--- SUPPLIED PASSAGE ---

Multichoice (written) Test for you

1. Clinton saved Kosovars

2. Clinton saved Serbs

3. Clinton prevented Greece and Turkey to go to war over Siberia

4. Thaci would chose Sorento over Istambul

5. Milosevic is a lot smarter than Albright

6. Albright is a lot smarter than Al Gore

7. Al Gore is a lot smarter than Bill Clinton

Albright Warns Ethnic Albanians

Wednesday, 15 March 2000
W A S H I N G T O N (AP)

IN A stark reversal, the Clinton administration has sternly warned ethnic
Albanian leaders in Kosovo that U.S. and other NATO peacekeepers are
determined to defend the border against crossover attacks on police in
Serbia.

Kosovar Albanians "are in danger of losing our support" if provocations
continue, Secretary of State Madeleine Albright told a Congressional panel
on Wednesday.

But she said extremists were persecuting Serbs while "the large majority of
Kosovar Albanians are trying to put their life together."

Albright sent her spokesman, James P. Rubin, to Kosovo this week to
deliver the warning directly in meetings with Ibrahim Rugova, the president
of Kosovo's largest political party; Hashim Thaci, the former political
leader of Kosovo's rebels; and others.

"Although we are concerned about this, we do not believe we are drifting
toward a conflict with Kosovar Albanian insurgents," Rubin said
Wednesday as he returned. "And we are working to limit the influence of
extremists."

Meanwhile, a senior U.S. official told The Associated Press that U.S.
forces raided five sites in eastern Kosovo and recovered weapons held
there by Albanians.

"I believe they understand the seriousness of the situation and that we are
coming at them as a friend," Rubin said. "I hope they will do more to
prevent these things from happening."

Some 200 ethnic Albanian guerrillas are believed to be poised to cross the
border into Serbia to bolster the guerrillas in attacks on Serbian police.

More than a year ago, similar attacks on police and other Serbs in Kosovo
prompted Yugoslav President Slobodan Milosevic to drive hundreds of
thousands of Albanians from the province.

This, in turn, triggered a NATO bombardment of the Serbs, expelling the
Serbian troops and special police.

In the end, ethnic Albanians took control of Kosovo from Yugoslavia.

---

PROBLEMS AND TASKS >>
a) Transcribe a span of the Kosovo text. Begin at the words "forces raided five" and stop after "on Serbian police.".
b) Go on with the Kosovo text from the point where it stops.

--- SUPPLIED MATERIAL ---

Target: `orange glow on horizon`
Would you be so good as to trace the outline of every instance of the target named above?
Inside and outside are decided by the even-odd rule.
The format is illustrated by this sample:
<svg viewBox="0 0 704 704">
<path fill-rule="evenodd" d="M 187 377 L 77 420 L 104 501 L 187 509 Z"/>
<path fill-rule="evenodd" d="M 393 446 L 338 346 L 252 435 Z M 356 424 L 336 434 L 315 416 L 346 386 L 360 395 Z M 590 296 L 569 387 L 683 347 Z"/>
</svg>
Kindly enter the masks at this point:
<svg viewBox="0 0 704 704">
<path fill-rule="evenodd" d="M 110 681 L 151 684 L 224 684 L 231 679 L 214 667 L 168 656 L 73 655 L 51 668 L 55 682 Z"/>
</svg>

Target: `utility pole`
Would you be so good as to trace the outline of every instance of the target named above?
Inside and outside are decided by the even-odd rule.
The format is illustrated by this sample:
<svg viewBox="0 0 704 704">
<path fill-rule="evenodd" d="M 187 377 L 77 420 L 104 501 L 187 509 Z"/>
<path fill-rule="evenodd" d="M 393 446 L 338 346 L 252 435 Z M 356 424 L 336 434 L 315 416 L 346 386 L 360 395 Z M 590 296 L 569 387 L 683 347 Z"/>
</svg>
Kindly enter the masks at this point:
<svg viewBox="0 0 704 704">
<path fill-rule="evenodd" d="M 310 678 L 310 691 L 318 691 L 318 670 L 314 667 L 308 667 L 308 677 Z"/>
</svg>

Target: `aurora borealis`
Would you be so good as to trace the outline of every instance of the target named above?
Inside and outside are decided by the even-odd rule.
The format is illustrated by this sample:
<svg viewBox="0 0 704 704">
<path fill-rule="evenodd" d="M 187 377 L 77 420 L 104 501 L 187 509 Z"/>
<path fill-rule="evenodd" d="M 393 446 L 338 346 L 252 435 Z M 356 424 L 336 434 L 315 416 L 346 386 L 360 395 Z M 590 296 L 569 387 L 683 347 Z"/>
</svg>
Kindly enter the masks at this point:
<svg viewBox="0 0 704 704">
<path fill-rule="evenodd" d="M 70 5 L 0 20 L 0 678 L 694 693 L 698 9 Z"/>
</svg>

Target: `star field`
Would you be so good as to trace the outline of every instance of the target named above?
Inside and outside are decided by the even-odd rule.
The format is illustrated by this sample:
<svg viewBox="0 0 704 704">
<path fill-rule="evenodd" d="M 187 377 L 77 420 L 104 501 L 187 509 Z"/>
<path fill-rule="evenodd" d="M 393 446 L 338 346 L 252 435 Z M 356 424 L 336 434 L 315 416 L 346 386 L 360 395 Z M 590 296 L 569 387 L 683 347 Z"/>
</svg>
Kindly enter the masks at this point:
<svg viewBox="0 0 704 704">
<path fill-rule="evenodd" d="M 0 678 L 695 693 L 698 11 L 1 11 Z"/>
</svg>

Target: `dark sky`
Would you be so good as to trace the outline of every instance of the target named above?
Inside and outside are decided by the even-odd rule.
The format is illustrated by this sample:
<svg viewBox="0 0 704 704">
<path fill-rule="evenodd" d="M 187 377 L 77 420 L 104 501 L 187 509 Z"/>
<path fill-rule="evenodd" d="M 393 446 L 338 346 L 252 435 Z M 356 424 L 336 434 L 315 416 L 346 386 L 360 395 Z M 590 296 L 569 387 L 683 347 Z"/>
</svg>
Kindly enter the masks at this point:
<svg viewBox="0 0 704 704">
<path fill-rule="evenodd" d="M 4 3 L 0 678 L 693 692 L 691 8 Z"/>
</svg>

---
--- SUPPLIED MATERIAL ---

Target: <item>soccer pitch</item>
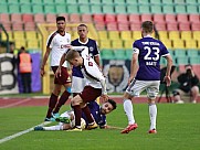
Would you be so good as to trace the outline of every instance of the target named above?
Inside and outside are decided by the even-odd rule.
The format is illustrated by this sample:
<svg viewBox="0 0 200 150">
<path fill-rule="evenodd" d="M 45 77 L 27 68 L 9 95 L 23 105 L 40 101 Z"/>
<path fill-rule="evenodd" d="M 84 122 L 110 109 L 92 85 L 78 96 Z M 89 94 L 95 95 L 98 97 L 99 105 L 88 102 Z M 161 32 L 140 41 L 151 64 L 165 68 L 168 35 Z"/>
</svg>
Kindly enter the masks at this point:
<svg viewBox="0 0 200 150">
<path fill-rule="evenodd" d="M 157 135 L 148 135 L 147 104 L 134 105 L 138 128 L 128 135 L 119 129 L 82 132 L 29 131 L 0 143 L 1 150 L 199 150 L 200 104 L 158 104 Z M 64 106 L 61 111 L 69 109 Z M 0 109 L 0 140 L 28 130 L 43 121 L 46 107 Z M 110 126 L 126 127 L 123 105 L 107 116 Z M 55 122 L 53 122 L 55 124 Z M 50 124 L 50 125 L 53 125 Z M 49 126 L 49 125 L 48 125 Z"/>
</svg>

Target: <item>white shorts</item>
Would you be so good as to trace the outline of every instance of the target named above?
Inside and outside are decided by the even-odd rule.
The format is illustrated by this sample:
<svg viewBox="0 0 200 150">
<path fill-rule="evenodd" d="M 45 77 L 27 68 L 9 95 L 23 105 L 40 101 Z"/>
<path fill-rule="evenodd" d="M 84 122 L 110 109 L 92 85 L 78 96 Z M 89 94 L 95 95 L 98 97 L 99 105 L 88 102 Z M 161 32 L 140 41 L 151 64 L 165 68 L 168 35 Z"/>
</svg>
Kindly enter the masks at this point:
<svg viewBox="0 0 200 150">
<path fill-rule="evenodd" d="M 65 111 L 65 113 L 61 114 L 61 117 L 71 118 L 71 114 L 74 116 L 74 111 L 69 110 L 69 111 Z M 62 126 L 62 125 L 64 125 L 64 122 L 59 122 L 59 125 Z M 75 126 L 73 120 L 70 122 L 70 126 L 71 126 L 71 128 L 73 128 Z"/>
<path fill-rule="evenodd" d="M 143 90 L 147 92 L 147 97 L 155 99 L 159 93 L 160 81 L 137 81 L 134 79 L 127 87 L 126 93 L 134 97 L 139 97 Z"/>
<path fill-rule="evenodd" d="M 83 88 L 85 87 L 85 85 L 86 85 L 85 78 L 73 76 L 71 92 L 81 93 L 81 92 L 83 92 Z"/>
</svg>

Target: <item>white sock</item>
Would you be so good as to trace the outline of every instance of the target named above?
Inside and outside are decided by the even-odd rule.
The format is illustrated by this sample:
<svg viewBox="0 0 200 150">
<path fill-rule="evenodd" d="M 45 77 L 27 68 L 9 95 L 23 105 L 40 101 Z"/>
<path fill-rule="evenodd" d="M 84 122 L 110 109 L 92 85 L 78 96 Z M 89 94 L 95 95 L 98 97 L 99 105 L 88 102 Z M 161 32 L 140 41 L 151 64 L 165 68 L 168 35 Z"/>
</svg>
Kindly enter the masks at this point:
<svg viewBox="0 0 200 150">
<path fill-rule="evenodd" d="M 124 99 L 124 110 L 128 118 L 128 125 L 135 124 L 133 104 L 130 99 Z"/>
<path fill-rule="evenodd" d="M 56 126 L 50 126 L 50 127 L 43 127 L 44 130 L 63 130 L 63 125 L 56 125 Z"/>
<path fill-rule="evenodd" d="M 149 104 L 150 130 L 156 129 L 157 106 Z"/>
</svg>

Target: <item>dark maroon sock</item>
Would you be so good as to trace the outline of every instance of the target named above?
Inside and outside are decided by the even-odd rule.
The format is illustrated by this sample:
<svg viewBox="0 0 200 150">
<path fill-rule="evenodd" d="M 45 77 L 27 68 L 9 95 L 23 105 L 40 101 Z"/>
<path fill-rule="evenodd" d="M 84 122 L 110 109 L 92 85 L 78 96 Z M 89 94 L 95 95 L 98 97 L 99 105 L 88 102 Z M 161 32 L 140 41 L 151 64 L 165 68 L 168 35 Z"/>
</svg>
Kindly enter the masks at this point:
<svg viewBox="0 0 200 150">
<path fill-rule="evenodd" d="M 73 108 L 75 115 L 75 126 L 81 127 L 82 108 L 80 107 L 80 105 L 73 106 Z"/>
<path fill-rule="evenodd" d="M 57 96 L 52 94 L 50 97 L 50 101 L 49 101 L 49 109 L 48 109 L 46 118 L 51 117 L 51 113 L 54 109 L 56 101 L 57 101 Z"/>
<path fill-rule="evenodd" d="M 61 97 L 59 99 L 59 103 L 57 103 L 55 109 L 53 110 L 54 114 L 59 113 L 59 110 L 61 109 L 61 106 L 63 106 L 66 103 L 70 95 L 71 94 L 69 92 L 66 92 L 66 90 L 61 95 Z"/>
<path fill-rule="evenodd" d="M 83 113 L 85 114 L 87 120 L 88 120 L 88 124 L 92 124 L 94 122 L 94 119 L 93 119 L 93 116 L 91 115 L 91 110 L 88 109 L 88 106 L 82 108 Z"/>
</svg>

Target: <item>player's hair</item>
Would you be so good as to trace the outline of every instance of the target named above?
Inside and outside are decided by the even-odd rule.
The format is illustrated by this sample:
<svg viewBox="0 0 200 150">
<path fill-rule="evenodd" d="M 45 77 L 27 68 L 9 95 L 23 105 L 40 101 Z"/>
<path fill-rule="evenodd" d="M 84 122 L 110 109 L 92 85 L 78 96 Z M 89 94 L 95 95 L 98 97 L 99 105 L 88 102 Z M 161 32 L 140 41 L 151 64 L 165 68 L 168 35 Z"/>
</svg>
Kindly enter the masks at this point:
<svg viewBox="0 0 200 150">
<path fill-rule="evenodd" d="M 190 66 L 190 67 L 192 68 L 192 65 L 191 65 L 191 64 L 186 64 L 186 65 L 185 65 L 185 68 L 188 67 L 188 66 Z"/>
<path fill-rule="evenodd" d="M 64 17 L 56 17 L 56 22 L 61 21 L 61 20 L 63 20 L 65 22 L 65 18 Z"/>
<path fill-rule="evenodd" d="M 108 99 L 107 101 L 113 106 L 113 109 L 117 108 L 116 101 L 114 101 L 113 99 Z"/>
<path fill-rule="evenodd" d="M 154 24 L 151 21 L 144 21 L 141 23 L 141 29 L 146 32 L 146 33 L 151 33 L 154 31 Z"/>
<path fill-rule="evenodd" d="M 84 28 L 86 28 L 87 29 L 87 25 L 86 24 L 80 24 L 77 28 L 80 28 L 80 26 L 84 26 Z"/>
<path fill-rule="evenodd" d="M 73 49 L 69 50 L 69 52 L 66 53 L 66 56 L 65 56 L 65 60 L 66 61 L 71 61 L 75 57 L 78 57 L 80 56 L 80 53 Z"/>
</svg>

---

RESULTS IN ORDER >>
a)
forces raided five sites in eastern Kosovo and recovered weapons held
there by Albanians.

"I believe they understand the seriousness of the situation and that we are
coming at them as a friend," Rubin said. "I hope they will do more to
prevent these things from happening."

Some 200 ethnic Albanian guerrillas are believed to be poised to cross the
border into Serbia to bolster the guerrillas in attacks on Serbian police.

b)
While the current forays against Serbs in the Presevo Valley is on a smaller
scale than the earlier Albanian provocation in Kosovo, the violence worries
the Clinton administration.

"We are determined to police the border and not allow this kind of
cross-border activity," Rubin said.

The Kosovo Liberation Army, which spearheaded the rebellion against
Belgrade, "doesn't want a confrontation" with the peacekeeping troops,
Rubin said. "They are very careful of this."

The United States and its allies intervened against Milosevic's troops as
part of a bargain with the ethnic Albanians, Rubin said: "We made a
commitment: If they demilitarized and chose peace we would use force"
against the Serbs.

The Albanians have turned in their heavy weapons, but "there are more
weapons out there that we are still looking for," Rubin said.

The three-day mission to Kosovo was Rubin's second unusual assignment
for a spokesman. Last June, he met with Thachi in Macedonia, Kosovo
and Albania and helped work out an agreement in which the ethnic
Albanians drew back from their demand for a postwar army.

His regular appearances on television, briefing reporters at the State
Department, made him well-known to the Albanians and he apparently has
built up their trust in him.

On this week's trip, he made stops in Pristina, the provincial capital;
Kosovoska Mitrovica, where violence flared again Wednesday; and
several villages.

"There were very warm and emotional moments, with people thanking
America for saving them," Rubin said. "It's very touching when elderly men
kiss your hand."

Still, Rubin said he told Albanian leaders they were not doing enough to
promote democracy in Kosovo. They understood that the message - and
"a stern message to avoid provocation of the Serbs" - came from a friend,
he said.

At the Pentagon, an Air Force spokesman, Lt. Col. Vic Warzinski, said,
"What we are trying to do now is defuse the situation before it gets out of
control."

NATO's commander in Kosovo, Gen. Klaus Reinhardt, and the top U.S.
military official in Kosovo, Brig. Gen. Ricardo Sanchez, also "expressed
their displeasure" with recent violence in a meeting Friday in Gnjilane with
local leaders, Warzinski said.

Pentagon officials are particularly worried about the gathering of ethnic
Albanian guerrillas in the rugged no-man's region of the Presevo Valley.
For several weeks, the military has been tracking six to eight armed
groups, ranging in number for a two dozen to 200 each, some of whom
have connections to the former Kosovo Liberation Army.

Richard N. Haass, director of foreign policy studies at the Brookings
Institution, took a dark view of the situation.

"I think the situation is deteriorating," he said in an interview. "We entered
Kosovo under the guise of peacemaking, and that context no longer exists.
Increasingly, we have to face the challenge of peacemaking, not
peacekeeping."

Haass said "Jamie Rubin's visit is not going to stop" cross-border attacks.
"It's going to require beefing up the U.S. presence along the border and
giving U.S. troops a more aggressive role to go after the guerrillas, if need
be."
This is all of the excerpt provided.